Instrução dada:
Responda, por favor, a estas perguntas sobre o excerto acerca do bebé:
(a) Com que ave é comparado o bebé quando repete tudo o que ouve?
(b) O que faz o bebé quando não sabe uma palavra?
(c) De que cor era o penso que a irmã tinha no dedo?

Excerto de texto:
========================================

O bebé está enorme e fala pelos cotovelos. Não só fala por si como repete tudo o que ouve, quase como uma catatua. Fala, fala. Não há palavra que o faça hesitar e, quando não sabe, inventa uma palavra qualquer, inexistente. Brinca com os mais crescidos, apanha folhas e vem a correr Batata!, imitando o primo mais novo e a irmã, e trepa pelas pedras, pelos pequenos muros, salta, cai, levanta-se, nunca se atrapalha. E dá uns abracinhos mais bons... é meiguinho, meiguinho (excepto quando o contrariam que aí é logo à dentada. Ainda hoje a maninha andava com um penso no dedo, um penso azul, e ela toda vaidosa pelo penso e já nem se lembrando da dentada que o maroto lhe deu).

========================================

(Itens de marcação de limites em imagens)
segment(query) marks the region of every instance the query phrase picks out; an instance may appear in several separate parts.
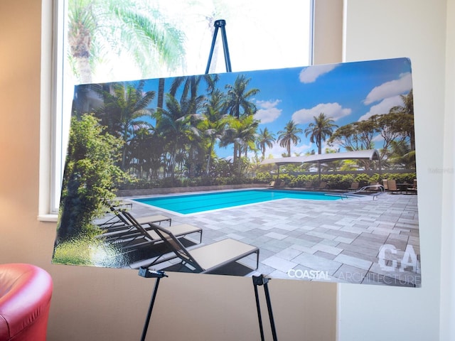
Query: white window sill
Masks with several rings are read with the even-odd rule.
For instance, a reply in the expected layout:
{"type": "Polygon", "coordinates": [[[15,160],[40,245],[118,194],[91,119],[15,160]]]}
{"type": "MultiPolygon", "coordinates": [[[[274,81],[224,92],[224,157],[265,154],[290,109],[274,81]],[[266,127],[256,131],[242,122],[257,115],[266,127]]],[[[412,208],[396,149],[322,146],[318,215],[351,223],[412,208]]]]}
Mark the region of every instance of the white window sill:
{"type": "Polygon", "coordinates": [[[57,222],[58,215],[39,215],[38,220],[40,222],[57,222]]]}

========================================

Resposta à tarefa:
(a) Com uma catatua.
(b) Inventa uma palavra qualquer, inexistente.
(c) Azul.